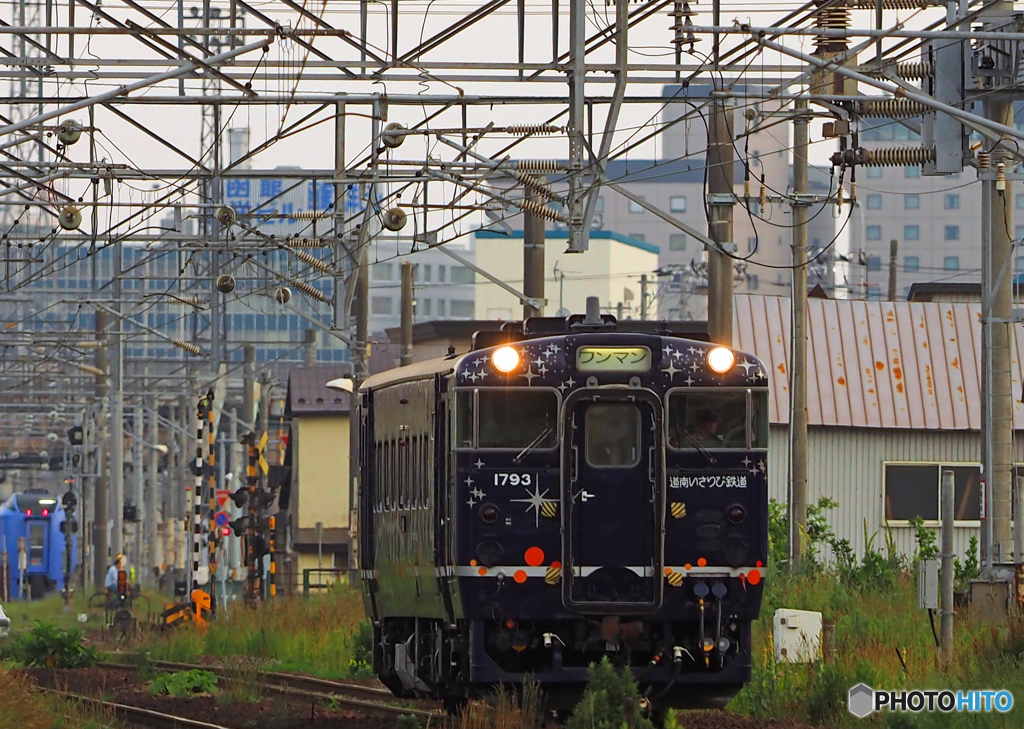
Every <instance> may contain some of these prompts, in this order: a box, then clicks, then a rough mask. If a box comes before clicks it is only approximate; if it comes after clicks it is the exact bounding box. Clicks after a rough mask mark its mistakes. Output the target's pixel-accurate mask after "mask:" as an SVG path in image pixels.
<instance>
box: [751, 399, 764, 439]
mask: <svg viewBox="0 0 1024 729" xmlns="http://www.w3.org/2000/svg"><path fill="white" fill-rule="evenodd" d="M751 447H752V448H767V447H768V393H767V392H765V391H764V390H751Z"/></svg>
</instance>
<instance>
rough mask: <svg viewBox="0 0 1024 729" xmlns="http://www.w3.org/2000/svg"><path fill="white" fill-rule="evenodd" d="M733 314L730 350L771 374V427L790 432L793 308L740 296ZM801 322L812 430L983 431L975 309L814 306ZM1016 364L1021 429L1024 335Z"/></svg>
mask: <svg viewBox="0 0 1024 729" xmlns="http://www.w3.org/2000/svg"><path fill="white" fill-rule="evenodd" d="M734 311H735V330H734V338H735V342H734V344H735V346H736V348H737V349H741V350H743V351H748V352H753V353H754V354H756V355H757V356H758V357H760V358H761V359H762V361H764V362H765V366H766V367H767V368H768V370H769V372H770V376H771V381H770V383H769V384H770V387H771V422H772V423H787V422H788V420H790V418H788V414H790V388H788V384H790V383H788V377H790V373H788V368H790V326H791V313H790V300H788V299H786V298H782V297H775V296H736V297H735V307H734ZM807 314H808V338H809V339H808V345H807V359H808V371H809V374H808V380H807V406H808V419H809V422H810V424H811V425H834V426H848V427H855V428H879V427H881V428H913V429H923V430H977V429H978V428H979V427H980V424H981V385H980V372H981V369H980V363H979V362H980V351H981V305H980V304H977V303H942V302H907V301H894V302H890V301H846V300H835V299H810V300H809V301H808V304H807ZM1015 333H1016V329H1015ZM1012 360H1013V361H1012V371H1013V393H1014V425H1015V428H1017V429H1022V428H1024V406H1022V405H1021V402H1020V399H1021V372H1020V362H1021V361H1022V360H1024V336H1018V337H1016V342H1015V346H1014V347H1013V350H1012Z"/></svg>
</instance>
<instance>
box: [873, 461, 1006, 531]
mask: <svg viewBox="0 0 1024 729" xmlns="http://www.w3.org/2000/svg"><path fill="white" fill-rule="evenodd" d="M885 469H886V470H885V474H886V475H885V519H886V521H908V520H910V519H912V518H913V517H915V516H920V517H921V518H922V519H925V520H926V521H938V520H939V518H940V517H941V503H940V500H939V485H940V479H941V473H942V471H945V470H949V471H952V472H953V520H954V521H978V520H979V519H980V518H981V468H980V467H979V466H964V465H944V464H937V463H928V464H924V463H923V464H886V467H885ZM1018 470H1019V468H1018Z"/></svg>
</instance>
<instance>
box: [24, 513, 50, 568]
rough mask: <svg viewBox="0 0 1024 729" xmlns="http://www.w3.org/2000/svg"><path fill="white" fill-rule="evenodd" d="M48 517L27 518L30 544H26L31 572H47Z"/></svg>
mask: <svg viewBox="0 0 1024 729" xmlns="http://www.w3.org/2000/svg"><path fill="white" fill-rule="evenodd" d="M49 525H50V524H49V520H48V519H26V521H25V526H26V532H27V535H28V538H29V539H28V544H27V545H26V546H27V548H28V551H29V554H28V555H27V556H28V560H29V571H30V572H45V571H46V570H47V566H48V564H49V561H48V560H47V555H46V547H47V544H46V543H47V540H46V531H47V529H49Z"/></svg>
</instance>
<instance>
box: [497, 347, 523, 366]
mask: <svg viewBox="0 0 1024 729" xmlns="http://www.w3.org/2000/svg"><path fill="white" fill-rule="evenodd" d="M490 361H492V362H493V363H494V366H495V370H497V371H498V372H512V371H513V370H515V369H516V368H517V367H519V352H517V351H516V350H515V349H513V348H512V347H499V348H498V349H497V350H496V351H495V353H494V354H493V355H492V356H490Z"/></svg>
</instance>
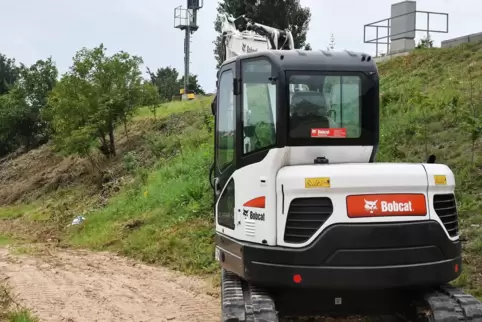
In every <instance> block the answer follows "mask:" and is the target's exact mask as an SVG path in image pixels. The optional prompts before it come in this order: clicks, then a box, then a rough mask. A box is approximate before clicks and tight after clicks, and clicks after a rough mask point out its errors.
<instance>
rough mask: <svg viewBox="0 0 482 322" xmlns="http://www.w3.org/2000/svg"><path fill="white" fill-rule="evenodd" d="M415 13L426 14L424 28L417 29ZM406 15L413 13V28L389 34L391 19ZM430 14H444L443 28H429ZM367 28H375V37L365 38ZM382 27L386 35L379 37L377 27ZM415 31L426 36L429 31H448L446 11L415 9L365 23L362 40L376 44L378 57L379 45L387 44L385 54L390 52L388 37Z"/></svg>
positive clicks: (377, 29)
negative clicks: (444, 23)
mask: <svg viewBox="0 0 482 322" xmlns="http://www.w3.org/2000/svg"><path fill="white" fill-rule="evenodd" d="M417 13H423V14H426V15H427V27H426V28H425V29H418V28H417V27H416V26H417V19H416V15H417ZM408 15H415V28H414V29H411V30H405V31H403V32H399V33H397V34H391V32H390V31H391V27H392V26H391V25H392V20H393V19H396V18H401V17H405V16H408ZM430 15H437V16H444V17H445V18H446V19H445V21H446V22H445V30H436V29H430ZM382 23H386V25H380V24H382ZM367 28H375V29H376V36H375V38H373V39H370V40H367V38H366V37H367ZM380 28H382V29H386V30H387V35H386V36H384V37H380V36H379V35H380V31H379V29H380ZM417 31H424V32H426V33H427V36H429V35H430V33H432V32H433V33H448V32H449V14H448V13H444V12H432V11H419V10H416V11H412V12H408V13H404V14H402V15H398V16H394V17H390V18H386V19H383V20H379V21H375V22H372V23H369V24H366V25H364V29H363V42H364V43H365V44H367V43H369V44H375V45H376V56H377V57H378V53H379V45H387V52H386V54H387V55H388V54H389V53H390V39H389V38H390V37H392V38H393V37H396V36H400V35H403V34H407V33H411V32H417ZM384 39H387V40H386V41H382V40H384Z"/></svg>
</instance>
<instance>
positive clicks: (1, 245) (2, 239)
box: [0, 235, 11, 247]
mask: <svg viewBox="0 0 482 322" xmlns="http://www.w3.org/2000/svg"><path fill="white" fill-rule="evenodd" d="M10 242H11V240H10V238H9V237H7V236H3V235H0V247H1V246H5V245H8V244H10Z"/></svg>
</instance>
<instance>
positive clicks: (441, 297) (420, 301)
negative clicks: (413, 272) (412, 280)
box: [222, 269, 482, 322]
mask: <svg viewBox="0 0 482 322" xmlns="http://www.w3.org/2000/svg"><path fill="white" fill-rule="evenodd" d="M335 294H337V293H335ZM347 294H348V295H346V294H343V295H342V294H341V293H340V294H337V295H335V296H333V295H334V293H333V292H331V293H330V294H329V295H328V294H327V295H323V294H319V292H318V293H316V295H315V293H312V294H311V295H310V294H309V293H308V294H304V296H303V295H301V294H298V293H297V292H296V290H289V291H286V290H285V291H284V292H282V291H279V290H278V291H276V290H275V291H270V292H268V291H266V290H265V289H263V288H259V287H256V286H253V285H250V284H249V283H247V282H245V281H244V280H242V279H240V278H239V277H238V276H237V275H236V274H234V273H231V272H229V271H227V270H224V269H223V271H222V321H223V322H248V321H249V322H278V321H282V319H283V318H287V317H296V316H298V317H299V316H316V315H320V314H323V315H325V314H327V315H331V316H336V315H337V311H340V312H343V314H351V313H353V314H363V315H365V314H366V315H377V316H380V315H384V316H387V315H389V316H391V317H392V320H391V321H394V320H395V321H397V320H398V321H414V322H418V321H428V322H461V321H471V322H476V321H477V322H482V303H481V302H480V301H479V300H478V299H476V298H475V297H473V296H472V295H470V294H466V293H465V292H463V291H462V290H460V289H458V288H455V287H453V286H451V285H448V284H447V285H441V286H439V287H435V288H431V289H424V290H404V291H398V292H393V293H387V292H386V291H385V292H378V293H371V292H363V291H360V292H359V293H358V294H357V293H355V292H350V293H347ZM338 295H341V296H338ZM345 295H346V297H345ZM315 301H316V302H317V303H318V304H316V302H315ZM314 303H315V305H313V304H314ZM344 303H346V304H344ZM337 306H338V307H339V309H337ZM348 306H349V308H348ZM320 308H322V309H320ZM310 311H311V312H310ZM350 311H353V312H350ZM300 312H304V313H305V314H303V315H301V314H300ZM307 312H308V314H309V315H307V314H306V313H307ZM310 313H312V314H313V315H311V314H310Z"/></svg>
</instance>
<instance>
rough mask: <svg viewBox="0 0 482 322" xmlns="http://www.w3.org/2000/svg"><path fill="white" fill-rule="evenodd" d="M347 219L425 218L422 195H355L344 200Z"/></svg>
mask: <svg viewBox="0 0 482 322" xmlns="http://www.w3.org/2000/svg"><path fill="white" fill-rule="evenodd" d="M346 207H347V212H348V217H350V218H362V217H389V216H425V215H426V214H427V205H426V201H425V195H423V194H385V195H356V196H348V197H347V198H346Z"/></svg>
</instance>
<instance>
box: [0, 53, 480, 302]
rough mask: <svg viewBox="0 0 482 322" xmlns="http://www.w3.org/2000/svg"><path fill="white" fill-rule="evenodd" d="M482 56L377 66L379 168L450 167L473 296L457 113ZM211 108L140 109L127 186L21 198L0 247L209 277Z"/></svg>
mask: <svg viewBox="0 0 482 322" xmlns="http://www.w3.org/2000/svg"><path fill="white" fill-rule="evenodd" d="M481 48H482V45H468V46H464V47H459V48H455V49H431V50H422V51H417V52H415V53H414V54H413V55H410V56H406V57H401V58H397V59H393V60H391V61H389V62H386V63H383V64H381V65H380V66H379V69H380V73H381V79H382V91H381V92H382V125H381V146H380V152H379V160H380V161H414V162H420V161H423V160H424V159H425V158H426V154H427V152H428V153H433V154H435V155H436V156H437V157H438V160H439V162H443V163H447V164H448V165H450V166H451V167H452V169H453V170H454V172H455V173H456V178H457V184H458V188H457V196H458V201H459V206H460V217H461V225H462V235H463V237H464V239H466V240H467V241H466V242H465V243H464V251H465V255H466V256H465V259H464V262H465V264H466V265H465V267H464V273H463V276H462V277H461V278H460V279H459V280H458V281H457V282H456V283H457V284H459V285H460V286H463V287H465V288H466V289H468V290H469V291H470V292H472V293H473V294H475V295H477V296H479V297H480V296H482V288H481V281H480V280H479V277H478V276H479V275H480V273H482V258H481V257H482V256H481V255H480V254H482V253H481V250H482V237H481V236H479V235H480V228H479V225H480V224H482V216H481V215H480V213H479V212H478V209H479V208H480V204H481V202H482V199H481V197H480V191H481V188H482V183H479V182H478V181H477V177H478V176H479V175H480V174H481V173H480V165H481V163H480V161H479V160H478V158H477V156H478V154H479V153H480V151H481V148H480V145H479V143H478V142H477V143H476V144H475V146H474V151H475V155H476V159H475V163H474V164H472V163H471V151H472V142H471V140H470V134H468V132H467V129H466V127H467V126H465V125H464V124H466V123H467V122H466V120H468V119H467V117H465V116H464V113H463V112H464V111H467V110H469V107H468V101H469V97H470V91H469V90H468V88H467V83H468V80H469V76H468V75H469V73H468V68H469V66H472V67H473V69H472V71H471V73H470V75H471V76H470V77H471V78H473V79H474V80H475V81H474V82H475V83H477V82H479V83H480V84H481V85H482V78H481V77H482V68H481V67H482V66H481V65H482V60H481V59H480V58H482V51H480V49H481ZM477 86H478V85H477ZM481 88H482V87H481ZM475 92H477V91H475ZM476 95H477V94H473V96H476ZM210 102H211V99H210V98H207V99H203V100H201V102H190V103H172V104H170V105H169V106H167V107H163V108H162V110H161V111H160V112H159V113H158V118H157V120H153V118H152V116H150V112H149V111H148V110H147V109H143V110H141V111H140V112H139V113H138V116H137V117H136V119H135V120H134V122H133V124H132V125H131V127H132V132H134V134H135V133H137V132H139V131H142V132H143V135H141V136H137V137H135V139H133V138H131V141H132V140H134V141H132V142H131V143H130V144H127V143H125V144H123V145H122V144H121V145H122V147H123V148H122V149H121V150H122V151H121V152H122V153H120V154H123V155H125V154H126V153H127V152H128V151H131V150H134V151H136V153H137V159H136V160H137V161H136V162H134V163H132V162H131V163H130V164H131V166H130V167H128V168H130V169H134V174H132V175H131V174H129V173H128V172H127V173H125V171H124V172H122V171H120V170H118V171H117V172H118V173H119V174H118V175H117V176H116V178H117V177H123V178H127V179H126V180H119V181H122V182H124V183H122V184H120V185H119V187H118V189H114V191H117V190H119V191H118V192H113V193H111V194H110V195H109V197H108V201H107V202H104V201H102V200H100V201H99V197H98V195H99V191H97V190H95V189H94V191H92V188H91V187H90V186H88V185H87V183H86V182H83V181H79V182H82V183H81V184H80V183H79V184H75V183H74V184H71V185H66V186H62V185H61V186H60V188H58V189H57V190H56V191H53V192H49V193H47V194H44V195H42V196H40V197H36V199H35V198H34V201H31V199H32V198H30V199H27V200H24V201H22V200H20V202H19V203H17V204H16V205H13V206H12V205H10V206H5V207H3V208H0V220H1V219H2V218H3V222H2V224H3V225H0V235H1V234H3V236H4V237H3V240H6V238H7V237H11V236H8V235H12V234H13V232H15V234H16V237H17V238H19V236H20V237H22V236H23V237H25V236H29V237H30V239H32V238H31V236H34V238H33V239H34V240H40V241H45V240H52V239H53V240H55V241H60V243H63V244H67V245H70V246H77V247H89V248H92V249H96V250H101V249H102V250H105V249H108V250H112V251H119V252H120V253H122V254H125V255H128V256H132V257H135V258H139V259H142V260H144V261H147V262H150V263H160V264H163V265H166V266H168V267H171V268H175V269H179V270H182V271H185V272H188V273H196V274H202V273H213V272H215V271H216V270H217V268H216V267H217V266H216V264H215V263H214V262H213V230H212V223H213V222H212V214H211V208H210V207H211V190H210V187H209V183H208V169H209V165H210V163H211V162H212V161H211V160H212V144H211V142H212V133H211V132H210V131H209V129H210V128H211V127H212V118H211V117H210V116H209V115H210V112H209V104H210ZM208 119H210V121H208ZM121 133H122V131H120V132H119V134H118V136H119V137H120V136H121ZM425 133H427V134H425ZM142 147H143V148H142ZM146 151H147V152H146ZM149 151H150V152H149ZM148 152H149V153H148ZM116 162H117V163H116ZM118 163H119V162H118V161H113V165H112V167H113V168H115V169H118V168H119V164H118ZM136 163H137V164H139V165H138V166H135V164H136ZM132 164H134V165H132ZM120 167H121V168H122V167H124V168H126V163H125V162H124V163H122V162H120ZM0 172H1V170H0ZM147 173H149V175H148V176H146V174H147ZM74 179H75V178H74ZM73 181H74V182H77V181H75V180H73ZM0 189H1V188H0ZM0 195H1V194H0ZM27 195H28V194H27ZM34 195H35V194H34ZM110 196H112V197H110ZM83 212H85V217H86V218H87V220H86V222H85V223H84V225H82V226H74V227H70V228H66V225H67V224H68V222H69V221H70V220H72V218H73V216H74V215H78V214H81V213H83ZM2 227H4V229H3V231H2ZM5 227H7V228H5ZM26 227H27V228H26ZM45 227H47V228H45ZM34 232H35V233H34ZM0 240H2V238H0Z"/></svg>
——————
• Problem to solve
Copy out the records from their start through the line containing "box: [751, 399, 764, 439]", both ends included, and leave out the pictures.

• Final answer
Every <instance> may contain some of these prompts, in this order: a box, then clicks, then a rough mask. If a box comes before clicks it is only approximate; if it comes after clicks it is the exact bounding box. Clicks after a rough mask mark its mistakes. Output the target's pixel-accurate mask after "mask:" as an SVG path in image pixels.
<instance>
box: [751, 399, 764, 439]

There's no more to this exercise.